DESCRIPTION OF THE TASK> Each entry that follows must be output without any deviation.

Stored items from a collection

----------

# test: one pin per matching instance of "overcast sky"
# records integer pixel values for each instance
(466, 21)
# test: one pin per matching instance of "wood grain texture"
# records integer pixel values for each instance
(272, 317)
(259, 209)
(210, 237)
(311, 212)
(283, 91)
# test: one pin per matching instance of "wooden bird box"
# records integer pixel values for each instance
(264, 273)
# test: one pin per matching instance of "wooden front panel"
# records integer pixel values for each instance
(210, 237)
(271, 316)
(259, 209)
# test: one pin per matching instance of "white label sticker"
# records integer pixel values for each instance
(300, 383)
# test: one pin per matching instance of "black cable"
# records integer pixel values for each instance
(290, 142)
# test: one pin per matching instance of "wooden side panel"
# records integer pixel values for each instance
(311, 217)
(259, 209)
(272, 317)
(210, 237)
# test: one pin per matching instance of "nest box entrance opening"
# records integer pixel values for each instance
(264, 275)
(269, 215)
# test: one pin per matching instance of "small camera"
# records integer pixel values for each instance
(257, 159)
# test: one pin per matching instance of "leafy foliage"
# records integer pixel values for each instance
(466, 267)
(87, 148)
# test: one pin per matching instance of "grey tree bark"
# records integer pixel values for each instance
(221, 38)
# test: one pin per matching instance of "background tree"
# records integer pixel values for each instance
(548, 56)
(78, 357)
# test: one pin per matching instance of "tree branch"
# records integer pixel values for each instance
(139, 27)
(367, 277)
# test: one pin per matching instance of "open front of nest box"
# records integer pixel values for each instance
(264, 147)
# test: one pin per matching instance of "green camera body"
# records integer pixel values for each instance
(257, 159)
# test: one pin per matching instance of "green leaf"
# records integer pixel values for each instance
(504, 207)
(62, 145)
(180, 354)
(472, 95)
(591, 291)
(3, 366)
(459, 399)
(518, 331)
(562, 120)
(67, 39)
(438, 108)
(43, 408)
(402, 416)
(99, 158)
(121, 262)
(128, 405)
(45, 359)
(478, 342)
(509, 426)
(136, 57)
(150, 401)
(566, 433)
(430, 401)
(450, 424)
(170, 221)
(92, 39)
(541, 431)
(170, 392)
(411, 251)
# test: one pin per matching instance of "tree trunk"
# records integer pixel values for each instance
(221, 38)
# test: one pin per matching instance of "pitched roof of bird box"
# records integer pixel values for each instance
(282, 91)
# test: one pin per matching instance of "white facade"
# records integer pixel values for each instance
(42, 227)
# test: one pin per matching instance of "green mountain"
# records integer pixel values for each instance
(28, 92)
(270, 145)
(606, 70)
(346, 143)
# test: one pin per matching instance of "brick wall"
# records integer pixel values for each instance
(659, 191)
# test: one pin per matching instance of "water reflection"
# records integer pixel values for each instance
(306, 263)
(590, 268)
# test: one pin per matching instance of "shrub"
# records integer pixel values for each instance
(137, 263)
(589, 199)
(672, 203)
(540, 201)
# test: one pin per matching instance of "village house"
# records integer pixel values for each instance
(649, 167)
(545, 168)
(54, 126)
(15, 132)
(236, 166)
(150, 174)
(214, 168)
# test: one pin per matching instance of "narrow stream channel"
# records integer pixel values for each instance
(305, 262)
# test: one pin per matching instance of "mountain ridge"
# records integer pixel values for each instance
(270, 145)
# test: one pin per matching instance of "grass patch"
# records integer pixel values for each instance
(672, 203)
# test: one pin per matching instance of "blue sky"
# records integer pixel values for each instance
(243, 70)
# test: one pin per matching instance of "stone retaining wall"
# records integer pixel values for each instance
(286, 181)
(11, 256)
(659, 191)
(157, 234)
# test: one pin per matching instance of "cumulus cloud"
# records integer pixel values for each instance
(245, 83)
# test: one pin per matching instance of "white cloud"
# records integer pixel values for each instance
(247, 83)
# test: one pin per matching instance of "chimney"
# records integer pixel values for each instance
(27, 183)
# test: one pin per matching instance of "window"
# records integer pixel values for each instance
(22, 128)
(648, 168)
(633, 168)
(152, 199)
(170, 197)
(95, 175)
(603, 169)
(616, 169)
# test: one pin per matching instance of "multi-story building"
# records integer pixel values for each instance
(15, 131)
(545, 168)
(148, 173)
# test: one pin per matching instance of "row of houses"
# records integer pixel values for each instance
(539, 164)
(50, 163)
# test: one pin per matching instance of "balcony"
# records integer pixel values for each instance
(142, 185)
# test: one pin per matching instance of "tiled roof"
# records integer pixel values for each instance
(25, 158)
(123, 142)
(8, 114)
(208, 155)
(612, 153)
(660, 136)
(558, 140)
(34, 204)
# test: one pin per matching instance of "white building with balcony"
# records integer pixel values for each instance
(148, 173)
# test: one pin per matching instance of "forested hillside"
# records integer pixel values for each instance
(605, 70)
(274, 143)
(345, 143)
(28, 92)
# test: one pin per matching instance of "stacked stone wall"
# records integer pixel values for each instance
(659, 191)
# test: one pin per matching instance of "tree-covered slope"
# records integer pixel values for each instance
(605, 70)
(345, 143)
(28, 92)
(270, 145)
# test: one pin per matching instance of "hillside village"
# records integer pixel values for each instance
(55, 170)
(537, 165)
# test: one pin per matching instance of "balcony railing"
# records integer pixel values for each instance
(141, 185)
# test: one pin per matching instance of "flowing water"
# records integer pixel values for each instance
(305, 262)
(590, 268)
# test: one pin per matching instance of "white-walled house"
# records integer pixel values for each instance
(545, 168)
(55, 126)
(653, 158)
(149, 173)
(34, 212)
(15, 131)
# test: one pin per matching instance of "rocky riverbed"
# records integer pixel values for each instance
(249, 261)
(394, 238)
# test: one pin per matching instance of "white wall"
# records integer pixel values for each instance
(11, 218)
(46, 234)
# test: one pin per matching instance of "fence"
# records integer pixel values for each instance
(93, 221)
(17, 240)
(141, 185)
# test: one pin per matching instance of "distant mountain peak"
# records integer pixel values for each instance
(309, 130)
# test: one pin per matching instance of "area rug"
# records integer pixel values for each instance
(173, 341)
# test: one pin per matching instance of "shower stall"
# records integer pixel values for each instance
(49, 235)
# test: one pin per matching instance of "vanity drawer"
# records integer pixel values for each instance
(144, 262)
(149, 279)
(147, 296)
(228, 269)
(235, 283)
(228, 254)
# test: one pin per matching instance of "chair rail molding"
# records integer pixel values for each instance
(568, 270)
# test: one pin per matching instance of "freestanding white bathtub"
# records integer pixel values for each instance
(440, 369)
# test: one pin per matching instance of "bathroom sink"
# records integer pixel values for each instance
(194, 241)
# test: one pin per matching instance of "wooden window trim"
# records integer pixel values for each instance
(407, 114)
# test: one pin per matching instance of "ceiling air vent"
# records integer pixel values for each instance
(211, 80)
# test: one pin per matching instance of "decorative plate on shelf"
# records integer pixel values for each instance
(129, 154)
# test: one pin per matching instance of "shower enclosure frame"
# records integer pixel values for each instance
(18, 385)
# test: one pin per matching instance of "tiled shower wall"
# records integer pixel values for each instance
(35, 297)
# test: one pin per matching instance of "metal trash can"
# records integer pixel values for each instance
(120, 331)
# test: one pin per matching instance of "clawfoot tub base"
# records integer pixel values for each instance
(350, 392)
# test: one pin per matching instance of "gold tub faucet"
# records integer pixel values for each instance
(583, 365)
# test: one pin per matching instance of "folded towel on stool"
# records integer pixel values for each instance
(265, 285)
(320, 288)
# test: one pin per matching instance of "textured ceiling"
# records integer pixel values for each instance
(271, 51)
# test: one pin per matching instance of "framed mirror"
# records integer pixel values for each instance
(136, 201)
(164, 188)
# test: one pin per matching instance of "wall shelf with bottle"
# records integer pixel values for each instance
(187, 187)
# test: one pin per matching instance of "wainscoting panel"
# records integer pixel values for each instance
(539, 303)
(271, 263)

----------

SOLVED EXERCISE>
# test: one pin per matching instance of "overcast sky"
# records integer pixel values for each instance
(466, 21)
# test: one pin per matching instance of "wood grain texture"
# records integer pixel values for each instance
(272, 317)
(259, 209)
(210, 237)
(311, 212)
(283, 91)
# test: one pin per matching instance of "wooden bird box"
# records integer pixel values for each instance
(264, 273)
# test: one pin per matching instance of "wooden front panel"
# records integer pixel values for each instance
(210, 237)
(271, 316)
(259, 209)
# test: one pin per matching instance of "white label sticker"
# records integer pixel values for each instance
(300, 383)
# test: one pin per matching instance of "black cable"
# records integer pixel values for each instance
(290, 142)
# test: one pin per matching instance of "wooden side panel"
# records integer pixel values for each instance
(311, 217)
(259, 209)
(272, 317)
(210, 237)
# test: one pin per matching instance of "nest box entrance opening"
# records integer pixel values for each instance
(264, 275)
(269, 215)
# test: one pin per matching instance of "small camera"
# records integer pixel values for each instance
(257, 159)
# test: one pin per matching instance of "leafy foliage"
# records integer pixel values for each instance
(466, 267)
(87, 148)
# test: one pin per matching instance of "grey tree bark"
# records integer pixel values for each instance
(221, 38)
# test: one pin per matching instance of "background tree"
# records integer pixel values for each instance
(548, 56)
(78, 357)
# test: one pin per matching instance of "tree branch"
# records integer pixel values for each instance
(139, 27)
(367, 277)
# test: one pin per matching instance of "open front of nest box"
# records integer pixel values for each instance
(264, 147)
# test: one pin per matching instance of "green camera body"
# records integer pixel values for each instance
(257, 159)
# test: one pin per matching instance of "green leaf"
# records integer pixel values for each instance
(504, 207)
(62, 145)
(180, 354)
(472, 95)
(591, 291)
(3, 366)
(459, 399)
(518, 331)
(562, 120)
(67, 39)
(438, 108)
(43, 408)
(402, 416)
(99, 158)
(121, 262)
(128, 405)
(45, 359)
(478, 342)
(509, 426)
(136, 57)
(150, 401)
(566, 433)
(430, 401)
(450, 424)
(170, 221)
(92, 39)
(541, 431)
(170, 392)
(411, 251)
# test: one pin per matching instance of "tree trunk"
# records integer pixel values for each instance
(221, 38)
# test: one pin per matching instance of "pitched roof of bird box"
# records integer pixel values for each instance
(282, 91)
# test: one pin per matching instance of "white facade"
# records integer pixel values for each instance
(42, 227)
# test: one pin per matching instance of "green mountain"
# records integer pixel values for each instance
(28, 92)
(270, 145)
(606, 70)
(346, 143)
# test: one pin per matching instance of "brick wall"
# records integer pixel values for each instance
(659, 191)
# test: one pin per matching instance of "water reflection"
# records integer pixel values for each instance
(306, 263)
(590, 268)
# test: one pin per matching instance of "shrub"
# records integer pixel values for each instance
(137, 263)
(589, 199)
(672, 203)
(540, 201)
# test: one pin per matching instance of "village house"
# records integer pixel values for each instance
(649, 167)
(545, 168)
(54, 126)
(15, 132)
(236, 166)
(150, 174)
(214, 168)
# test: one pin per matching instance of "narrow stream channel"
# records integer pixel values for each instance
(305, 262)
# test: one pin per matching instance of "mountain ridge"
# records integer pixel values for each instance
(270, 145)
# test: one pin per matching instance of "grass patch"
# records integer pixel values for each instance
(672, 203)
# test: one pin per matching instance of "blue sky"
# records integer pixel values for each instance
(243, 70)
# test: one pin per matching instance of "stone retaining wall"
# records integer pixel values for each instance
(286, 181)
(11, 256)
(659, 191)
(157, 234)
# test: one pin per matching instance of "cumulus cloud"
# records integer pixel values for each instance
(245, 83)
# test: one pin per matching instance of "white cloud"
# records integer pixel values for each instance
(247, 83)
# test: one pin per matching instance of "chimney"
# records integer pixel values for each instance
(27, 183)
# test: one pin per matching instance of "window"
# records integer pixel values for each instance
(22, 128)
(648, 168)
(633, 168)
(152, 199)
(170, 197)
(95, 175)
(603, 169)
(616, 169)
# test: one pin per matching instance of "multi-story building"
# records integer pixel values for each instance
(15, 131)
(545, 168)
(148, 173)
# test: one pin per matching instance of "row of houses"
# records integer pixel values for each instance
(539, 164)
(50, 163)
# test: one pin per matching instance of "balcony"
# records integer pixel values for each instance
(142, 185)
# test: one pin per matching instance of "tiled roof"
# records integer pixel values for each instance
(25, 158)
(123, 142)
(8, 114)
(208, 155)
(612, 153)
(660, 136)
(558, 140)
(34, 204)
# test: one pin per matching instance of "white building with balcony"
# records integer pixel values for each instance
(148, 173)
# test: one pin per matching instance of "forested hillside"
# records integer pixel values for each instance
(605, 70)
(274, 143)
(345, 143)
(28, 92)
# test: one pin per matching instance of "stacked stone wall"
# records integer pixel values for each instance
(659, 191)
# test: one pin per matching instance of "tree-covered slope"
# records integer pixel values for each instance
(605, 70)
(345, 143)
(28, 92)
(270, 145)
# test: one pin per matching instance of "hillside village"
# records integer pixel values for each instance
(55, 170)
(537, 165)
# test: one pin per matching instance of "balcony railing"
# records integer pixel values for each instance
(141, 185)
# test: one pin per matching instance of "flowing water"
# records integer pixel values for each instance
(305, 262)
(590, 268)
# test: one pin per matching instance of "white-walled house"
# records integer pixel values for each instance
(545, 168)
(55, 126)
(653, 158)
(149, 173)
(34, 212)
(15, 131)
# test: one pin per matching instance of "rocky riverbed"
# records integer pixel values for each instance
(249, 261)
(394, 238)
# test: one pin per matching instance of "white wall"
# records integer pixel values for each instance
(11, 218)
(46, 234)
# test: one pin per matching instance of "fence"
# records integer pixel values for each instance
(93, 221)
(17, 240)
(141, 185)
# test: one pin per matching instance of "distant mountain peak"
# records integer pixel values for each instance
(309, 130)
# test: one pin per matching instance of "area rug"
# records integer pixel values for each instance
(173, 341)
# test: one pin per matching instance of "shower stall"
# records integer pixel values for each instance
(49, 235)
# test: one pin per matching instance of "vanity drawer"
# records integer pixel values for each instance
(144, 262)
(149, 279)
(147, 296)
(228, 269)
(235, 283)
(228, 254)
# test: one pin per matching instance of "chair rail molding"
# records integer pixel values for each instance
(568, 270)
# test: one pin per matching instance of "freestanding white bathtub"
# records integer pixel values for each instance
(440, 369)
# test: one pin per matching instance of "bathroom sink"
# records integer pixel values for each instance
(194, 241)
# test: one pin per matching instance of "wooden window trim"
# records integer pixel values for each instance
(407, 114)
# test: one pin per matching instance of "ceiling air vent"
# records integer pixel values for each instance
(211, 80)
# test: one pin per matching instance of "decorative plate on shelf"
# records integer pixel values for each instance
(129, 154)
# test: one pin per matching instance of "shower enclosure frame"
# records integer pixel values for each instance
(18, 385)
# test: one pin per matching instance of "tiled shower wall"
# records integer pixel values for each instance
(35, 297)
# test: one pin per matching instance of "metal trash can"
# records integer pixel values for each instance
(120, 331)
# test: one pin per matching instance of "clawfoot tub base"
# records integer pixel values for each instance
(350, 392)
# test: one pin per matching instance of "gold tub faucet"
# records integer pixel values for each instance
(583, 365)
# test: one pin per matching instance of "folded towel on stool"
# records integer pixel values for each instance
(265, 285)
(320, 288)
# test: one pin per matching instance of "textured ceiling"
# records integer pixel values for each instance
(271, 51)
# test: one pin per matching instance of "framed mirror"
# records integer pixel values for each instance
(136, 201)
(164, 188)
# test: one pin per matching instance of "wall shelf with bottle"
# records integer pixel values for each instance
(187, 187)
# test: one pin per matching instance of "wainscoting panel"
# records integer pixel values for each instance
(539, 303)
(271, 263)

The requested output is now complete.